WHAT IS BEING ASKED
Where and in what year did Yehuda Kurtzer complete his doctoral degree in Jewish Studies, according to the biography?

SOURCE PASSAGE
★ ★ ★ ★ ★ ★ ★

Yehuda Kurtzer


Yehuda Kurtzer is President of the Shalom Hartman Institute of North America. He has written and lectured widely on Jewish history, Jewish memory, leadership in American Jewish life, and the relationship between American Jews, Israel and Zionism. He is known as a leading public intellectual in the American Jewish community. In 2012, he was named one of the "36 under 36 young educators, thinkers, social justice activists, philanthropists and artists reinventing Jewish life" by The Jewish Week.

Early life and education

Kurtzer was raised as a Modern Orthodox Jew in, Tel Aviv, Israel, and Silver Spring, MD. He is a son of U.S. Ambassador Daniel Kurtzer.
He studied Religion and History at Columbia College of Columbia University as an undergraduate student and graduated in 2000.He began graduate study at Brown University in early Christianity, but left that program after a year, later entering the Ph.D. program in Near Eastern Languages and Civilizations at Harvard University. He completed his doctoral degree in Jewish Studies there in 2008.

★ ★ ★ ★ ★ ★ ★

LISTED ENTRIES

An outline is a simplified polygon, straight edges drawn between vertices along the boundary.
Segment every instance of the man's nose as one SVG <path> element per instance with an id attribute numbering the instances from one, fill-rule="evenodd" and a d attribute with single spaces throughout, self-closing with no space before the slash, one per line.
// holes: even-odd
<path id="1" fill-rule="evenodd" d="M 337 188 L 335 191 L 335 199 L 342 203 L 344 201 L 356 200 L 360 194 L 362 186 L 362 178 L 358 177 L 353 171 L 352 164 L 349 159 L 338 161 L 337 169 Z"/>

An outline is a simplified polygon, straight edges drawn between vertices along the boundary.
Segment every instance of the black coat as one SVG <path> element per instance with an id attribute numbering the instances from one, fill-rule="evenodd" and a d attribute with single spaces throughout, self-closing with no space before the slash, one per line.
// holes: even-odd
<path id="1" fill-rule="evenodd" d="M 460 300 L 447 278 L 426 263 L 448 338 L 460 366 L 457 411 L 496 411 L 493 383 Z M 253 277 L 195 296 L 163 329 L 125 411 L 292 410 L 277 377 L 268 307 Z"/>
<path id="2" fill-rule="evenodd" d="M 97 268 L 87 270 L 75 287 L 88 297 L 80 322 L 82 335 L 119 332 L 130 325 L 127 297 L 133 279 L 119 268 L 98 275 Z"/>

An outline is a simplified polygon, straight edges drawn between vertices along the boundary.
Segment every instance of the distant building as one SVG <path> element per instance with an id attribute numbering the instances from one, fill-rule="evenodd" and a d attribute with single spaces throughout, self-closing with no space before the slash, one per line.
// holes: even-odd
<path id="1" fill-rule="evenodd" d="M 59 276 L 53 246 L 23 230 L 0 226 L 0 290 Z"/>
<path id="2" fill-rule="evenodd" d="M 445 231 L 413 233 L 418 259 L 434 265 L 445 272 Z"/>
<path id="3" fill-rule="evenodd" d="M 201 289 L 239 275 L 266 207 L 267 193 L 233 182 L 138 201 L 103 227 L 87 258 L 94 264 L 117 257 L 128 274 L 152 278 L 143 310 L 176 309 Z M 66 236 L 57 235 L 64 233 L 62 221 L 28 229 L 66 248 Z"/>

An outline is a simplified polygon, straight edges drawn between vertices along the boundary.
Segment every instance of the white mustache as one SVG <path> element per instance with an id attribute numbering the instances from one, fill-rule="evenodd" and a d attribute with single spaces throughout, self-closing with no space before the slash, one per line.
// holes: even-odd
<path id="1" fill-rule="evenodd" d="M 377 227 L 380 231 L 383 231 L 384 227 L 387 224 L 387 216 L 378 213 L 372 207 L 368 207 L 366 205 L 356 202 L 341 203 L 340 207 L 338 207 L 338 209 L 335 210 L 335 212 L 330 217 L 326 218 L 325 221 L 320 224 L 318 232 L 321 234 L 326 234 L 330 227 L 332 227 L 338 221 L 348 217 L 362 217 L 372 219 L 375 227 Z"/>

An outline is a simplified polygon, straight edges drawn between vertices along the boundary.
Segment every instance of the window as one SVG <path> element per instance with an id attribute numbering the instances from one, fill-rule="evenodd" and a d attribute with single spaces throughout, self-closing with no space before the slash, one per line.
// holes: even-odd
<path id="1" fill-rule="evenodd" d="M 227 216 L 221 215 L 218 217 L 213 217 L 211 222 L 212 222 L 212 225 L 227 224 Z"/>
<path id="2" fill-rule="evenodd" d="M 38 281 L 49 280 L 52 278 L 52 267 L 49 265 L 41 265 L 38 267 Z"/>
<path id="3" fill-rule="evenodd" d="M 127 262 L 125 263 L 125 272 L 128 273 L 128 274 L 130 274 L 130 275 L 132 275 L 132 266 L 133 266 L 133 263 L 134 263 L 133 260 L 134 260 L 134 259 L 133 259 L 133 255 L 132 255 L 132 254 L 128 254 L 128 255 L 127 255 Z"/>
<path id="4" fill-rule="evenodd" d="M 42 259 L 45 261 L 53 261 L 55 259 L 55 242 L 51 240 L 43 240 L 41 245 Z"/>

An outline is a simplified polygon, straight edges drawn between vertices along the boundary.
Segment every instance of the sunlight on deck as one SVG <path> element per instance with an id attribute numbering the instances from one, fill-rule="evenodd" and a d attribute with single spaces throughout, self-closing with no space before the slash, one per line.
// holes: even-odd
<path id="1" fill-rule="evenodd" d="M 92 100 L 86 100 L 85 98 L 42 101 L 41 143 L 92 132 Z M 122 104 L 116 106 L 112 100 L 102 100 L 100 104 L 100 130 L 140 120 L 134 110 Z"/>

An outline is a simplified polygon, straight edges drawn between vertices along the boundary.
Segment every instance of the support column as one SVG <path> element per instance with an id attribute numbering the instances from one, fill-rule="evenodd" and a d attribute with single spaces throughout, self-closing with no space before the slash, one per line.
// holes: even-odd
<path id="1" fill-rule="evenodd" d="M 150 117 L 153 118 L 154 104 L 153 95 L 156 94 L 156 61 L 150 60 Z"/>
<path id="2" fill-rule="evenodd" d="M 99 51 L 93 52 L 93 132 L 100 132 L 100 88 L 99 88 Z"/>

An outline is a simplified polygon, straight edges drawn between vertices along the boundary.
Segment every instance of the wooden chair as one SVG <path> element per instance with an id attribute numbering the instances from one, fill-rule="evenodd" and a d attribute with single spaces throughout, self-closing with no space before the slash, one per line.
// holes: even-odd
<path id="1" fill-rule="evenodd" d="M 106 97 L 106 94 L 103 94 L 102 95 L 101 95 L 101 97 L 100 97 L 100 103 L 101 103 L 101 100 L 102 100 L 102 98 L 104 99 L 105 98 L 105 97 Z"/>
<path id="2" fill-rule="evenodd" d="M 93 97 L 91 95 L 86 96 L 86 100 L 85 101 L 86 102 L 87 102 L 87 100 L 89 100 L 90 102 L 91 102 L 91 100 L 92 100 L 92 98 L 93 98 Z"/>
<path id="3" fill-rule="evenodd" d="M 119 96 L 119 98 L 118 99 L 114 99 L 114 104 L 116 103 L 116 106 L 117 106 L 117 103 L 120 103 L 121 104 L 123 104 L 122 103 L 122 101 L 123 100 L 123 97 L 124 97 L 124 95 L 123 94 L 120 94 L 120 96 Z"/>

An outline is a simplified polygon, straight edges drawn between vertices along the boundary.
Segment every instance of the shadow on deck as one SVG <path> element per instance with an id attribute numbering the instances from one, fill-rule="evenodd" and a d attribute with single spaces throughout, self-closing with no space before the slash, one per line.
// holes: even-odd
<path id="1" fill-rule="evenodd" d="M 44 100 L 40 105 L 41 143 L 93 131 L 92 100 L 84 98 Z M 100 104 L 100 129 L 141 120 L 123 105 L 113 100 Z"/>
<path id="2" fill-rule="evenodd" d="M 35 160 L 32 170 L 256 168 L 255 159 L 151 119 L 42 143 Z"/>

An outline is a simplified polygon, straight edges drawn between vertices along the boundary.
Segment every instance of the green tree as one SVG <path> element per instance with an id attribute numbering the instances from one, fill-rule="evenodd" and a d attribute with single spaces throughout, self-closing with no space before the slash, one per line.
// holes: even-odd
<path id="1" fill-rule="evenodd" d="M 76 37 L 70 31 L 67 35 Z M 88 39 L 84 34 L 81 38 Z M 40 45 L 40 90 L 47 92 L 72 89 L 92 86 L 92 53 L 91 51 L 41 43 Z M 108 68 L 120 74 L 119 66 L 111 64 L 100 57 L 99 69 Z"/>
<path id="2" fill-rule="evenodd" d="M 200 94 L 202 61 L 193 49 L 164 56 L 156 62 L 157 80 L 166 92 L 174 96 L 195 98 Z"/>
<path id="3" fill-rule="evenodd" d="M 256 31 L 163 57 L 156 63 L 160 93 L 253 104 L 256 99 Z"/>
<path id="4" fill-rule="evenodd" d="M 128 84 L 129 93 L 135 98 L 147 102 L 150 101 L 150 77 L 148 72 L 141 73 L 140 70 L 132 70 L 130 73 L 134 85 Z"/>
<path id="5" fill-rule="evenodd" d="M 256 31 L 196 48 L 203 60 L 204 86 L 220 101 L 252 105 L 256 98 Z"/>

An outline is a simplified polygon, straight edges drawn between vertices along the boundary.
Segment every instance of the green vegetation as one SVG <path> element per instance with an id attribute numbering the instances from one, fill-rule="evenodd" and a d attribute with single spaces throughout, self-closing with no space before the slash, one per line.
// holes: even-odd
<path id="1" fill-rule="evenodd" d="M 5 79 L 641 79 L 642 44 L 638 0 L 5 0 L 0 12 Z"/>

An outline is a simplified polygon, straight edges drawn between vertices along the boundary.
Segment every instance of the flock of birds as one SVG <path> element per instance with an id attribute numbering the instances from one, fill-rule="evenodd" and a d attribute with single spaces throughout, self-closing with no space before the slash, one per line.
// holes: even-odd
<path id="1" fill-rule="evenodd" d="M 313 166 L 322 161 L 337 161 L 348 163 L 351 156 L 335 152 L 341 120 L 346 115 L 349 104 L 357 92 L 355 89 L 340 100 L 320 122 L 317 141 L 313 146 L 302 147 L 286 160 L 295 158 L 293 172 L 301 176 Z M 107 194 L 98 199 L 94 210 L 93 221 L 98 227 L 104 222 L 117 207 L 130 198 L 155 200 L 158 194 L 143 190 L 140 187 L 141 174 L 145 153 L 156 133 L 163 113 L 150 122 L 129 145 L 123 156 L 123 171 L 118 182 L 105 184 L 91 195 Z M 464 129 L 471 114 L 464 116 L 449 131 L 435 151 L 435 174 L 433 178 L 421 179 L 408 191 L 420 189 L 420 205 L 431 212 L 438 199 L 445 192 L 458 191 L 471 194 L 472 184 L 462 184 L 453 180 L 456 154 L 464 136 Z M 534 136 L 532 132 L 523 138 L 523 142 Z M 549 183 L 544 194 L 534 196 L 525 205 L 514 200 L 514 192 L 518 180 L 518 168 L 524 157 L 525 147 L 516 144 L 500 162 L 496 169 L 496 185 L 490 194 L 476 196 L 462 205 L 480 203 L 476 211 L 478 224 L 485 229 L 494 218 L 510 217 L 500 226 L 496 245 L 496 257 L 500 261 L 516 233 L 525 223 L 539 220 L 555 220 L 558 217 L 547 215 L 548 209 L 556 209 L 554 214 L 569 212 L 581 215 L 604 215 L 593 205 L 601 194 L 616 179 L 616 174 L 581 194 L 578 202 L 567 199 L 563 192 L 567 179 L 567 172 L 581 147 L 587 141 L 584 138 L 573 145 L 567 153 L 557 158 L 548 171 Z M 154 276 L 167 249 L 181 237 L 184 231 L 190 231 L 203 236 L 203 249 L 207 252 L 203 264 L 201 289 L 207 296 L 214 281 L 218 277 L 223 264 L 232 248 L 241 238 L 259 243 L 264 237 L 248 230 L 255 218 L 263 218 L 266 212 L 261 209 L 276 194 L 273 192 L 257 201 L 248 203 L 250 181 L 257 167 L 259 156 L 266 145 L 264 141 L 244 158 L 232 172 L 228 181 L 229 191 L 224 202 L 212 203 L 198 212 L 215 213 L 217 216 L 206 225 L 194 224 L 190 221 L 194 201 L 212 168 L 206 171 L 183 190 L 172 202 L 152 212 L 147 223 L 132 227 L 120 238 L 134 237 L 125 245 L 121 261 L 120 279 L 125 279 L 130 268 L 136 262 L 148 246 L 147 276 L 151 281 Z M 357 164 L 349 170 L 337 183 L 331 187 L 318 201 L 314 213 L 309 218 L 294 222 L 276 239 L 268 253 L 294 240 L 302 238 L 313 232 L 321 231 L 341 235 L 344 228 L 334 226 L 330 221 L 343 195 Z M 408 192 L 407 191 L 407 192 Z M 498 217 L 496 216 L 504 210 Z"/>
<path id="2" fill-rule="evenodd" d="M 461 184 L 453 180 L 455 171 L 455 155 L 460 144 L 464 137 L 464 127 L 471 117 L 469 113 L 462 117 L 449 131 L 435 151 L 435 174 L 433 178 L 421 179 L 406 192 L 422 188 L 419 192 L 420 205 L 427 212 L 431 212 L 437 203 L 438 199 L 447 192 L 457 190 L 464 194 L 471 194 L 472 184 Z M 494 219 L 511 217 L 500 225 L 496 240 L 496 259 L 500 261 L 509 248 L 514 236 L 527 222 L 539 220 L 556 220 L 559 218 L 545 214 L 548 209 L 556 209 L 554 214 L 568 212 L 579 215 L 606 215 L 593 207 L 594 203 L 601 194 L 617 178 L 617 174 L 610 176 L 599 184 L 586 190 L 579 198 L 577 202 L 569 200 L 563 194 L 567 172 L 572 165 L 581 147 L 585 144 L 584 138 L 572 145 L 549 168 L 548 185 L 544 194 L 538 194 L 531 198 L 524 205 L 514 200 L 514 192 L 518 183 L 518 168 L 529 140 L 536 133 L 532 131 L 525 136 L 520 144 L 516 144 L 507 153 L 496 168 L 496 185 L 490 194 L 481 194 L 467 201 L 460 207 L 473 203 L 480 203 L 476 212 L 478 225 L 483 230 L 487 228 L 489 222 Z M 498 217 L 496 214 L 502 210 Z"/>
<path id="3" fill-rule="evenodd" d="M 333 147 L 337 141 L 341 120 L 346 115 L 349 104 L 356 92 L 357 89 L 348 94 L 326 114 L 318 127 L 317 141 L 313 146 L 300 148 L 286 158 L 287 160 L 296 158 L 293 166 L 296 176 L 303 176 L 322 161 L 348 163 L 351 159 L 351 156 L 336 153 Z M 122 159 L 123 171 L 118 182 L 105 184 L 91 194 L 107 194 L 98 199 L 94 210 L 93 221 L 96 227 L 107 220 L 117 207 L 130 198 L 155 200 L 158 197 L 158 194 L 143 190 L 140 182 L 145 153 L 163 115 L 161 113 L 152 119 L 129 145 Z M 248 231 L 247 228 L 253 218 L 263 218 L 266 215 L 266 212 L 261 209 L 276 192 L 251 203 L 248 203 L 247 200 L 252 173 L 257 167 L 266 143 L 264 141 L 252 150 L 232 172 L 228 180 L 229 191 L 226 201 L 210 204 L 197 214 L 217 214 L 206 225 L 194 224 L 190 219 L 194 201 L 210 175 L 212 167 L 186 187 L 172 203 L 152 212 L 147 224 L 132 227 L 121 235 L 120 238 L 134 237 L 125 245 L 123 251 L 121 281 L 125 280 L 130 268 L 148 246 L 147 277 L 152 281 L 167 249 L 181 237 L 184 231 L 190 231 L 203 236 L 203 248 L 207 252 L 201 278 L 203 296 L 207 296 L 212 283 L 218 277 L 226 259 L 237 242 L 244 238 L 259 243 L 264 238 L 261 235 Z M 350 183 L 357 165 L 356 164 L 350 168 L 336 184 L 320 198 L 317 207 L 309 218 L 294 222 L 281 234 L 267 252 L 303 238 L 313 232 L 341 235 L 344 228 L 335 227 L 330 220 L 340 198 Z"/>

★ ★ ★ ★ ★ ★ ★

RESULT OF THIS EXERCISE
At Harvard University, in 2008.